---------- Given records

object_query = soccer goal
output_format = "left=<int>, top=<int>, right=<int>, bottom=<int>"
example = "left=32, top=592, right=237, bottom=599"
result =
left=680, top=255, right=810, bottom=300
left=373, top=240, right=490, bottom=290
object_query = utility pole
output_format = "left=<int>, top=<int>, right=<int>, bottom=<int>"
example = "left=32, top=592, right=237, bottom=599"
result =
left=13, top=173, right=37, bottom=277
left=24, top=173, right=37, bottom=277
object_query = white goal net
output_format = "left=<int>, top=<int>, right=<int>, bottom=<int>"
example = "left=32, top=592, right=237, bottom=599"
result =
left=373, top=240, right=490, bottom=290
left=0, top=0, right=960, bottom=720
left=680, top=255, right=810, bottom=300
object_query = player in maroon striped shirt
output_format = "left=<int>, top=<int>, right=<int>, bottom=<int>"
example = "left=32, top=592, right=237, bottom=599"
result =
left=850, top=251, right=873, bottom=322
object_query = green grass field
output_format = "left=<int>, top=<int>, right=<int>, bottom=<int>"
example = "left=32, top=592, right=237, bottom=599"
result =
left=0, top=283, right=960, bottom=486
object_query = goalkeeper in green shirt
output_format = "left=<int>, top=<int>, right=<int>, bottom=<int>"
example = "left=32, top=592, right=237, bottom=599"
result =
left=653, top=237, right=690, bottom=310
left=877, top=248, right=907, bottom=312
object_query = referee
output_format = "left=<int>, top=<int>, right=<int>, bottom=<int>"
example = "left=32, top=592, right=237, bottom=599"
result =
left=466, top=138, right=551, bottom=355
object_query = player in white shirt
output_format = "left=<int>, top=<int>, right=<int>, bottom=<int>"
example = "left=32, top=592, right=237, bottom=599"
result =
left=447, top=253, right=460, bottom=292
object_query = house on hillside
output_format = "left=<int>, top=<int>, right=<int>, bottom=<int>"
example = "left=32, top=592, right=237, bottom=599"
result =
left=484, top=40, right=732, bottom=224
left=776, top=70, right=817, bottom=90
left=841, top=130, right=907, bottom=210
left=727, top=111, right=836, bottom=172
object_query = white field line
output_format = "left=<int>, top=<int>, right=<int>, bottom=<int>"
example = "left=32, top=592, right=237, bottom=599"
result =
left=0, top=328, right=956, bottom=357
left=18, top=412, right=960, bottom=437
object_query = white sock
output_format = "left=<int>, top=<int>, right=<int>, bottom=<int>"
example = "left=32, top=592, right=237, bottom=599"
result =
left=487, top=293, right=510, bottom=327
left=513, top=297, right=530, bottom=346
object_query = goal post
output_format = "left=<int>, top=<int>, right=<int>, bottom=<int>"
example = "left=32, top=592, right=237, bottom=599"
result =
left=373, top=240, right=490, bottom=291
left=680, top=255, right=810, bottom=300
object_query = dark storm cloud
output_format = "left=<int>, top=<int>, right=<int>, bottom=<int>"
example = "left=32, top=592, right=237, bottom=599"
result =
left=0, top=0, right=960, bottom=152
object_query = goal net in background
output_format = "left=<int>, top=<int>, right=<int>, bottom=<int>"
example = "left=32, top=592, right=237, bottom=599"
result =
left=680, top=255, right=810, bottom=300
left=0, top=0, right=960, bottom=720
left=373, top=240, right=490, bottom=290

--------------------

Set task
Rewrite every line of the records above, replacing each occurrence of "object_query" with "label_request" and leaving everything else unchanged.

Problem solution
label_request = soccer goal
output_format = "left=<int>, top=<int>, right=<int>, bottom=<int>"
example = "left=32, top=592, right=237, bottom=599"
result =
left=680, top=255, right=810, bottom=300
left=373, top=240, right=490, bottom=290
label_request = utility pole
output_format = "left=<int>, top=<int>, right=<int>, bottom=<int>"
example = "left=32, top=592, right=237, bottom=599"
result =
left=13, top=173, right=37, bottom=277
left=24, top=173, right=37, bottom=277
label_request = white goal net
output_format = "left=<int>, top=<int>, right=<int>, bottom=<int>"
example = "left=32, top=592, right=237, bottom=599"
result =
left=373, top=240, right=490, bottom=290
left=0, top=0, right=960, bottom=720
left=680, top=255, right=810, bottom=300
label_request = player in maroon striped shirt
output_format = "left=<int>, top=<int>, right=<int>, bottom=<int>"
example = "left=32, top=592, right=237, bottom=599"
result =
left=850, top=251, right=873, bottom=322
label_request = green grass field
output_format = "left=<int>, top=<int>, right=<int>, bottom=<int>"
example = "left=32, top=592, right=237, bottom=599"
result =
left=0, top=283, right=960, bottom=486
label_request = goalkeeper in green shirt
output_format = "left=<int>, top=<int>, right=<int>, bottom=<int>"
example = "left=32, top=592, right=237, bottom=599"
result =
left=653, top=237, right=690, bottom=310
left=877, top=248, right=907, bottom=312
label_request = referee
output_format = "left=<int>, top=<int>, right=<int>, bottom=<int>"
example = "left=32, top=592, right=237, bottom=599"
result =
left=466, top=138, right=551, bottom=355
label_request = player in white shirt
output_format = "left=<int>, top=<int>, right=<int>, bottom=<int>"
example = "left=32, top=592, right=237, bottom=599"
result =
left=447, top=253, right=460, bottom=292
label_request = house on hillside
output_format = "left=<int>, top=<int>, right=<int>, bottom=<int>"
example = "left=32, top=592, right=237, bottom=599"
result =
left=484, top=40, right=732, bottom=224
left=776, top=70, right=817, bottom=90
left=841, top=130, right=907, bottom=210
left=727, top=111, right=836, bottom=172
label_request = white field line
output_format = "left=<int>, top=<int>, right=<int>, bottom=<int>"
example = "left=32, top=592, right=237, bottom=599"
result =
left=0, top=328, right=956, bottom=357
left=18, top=412, right=960, bottom=437
label_request = white sock
output_format = "left=<int>, top=<int>, right=<int>, bottom=<int>"
example = "left=32, top=592, right=237, bottom=599"
result =
left=487, top=293, right=510, bottom=327
left=513, top=297, right=530, bottom=346
label_request = goal post
output_format = "left=<int>, top=<int>, right=<int>, bottom=<int>"
example = "left=32, top=592, right=237, bottom=599"
result =
left=373, top=240, right=490, bottom=291
left=680, top=255, right=810, bottom=300
label_request = dark storm cloud
output_format = "left=<int>, top=<int>, right=<int>, bottom=<int>"
example = "left=32, top=592, right=237, bottom=599"
result =
left=0, top=0, right=960, bottom=152
label_request = goal net in background
output_format = "left=<int>, top=<int>, right=<int>, bottom=<int>"
example = "left=32, top=592, right=237, bottom=599"
result =
left=680, top=255, right=810, bottom=300
left=0, top=0, right=960, bottom=720
left=373, top=240, right=490, bottom=290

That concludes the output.